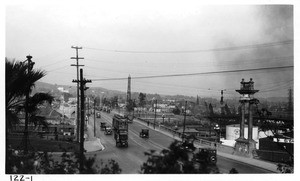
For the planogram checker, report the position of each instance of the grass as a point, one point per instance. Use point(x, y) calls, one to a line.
point(39, 144)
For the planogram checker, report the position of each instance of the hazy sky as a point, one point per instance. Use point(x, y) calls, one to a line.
point(157, 38)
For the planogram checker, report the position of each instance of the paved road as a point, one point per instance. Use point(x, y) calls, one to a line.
point(130, 159)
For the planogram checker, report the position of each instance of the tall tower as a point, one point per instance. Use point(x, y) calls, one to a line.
point(290, 103)
point(245, 146)
point(128, 90)
point(222, 103)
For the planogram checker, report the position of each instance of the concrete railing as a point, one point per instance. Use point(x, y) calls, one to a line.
point(178, 135)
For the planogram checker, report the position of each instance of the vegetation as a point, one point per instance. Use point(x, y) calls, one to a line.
point(67, 163)
point(19, 82)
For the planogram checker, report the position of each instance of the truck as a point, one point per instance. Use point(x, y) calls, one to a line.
point(120, 129)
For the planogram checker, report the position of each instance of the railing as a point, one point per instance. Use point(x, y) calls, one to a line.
point(198, 142)
point(274, 156)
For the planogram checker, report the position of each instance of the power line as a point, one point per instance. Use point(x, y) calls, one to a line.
point(200, 73)
point(203, 50)
point(53, 63)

--- --- ---

What you should do ▸
What is needed is an exact printout of every line from the one with "of the railing" through the end of the data, including both, and nothing more.

Exercise result ▸
For the planogram checker, report the position of each instance of the railing as a point, one point per instance. Use point(x, y) calls, one to a line.
point(198, 142)
point(274, 156)
For the planogram checker, report the position of each instance of the power line as a point, one point per instance. Use point(x, y) calls, one to a line.
point(200, 73)
point(203, 50)
point(53, 63)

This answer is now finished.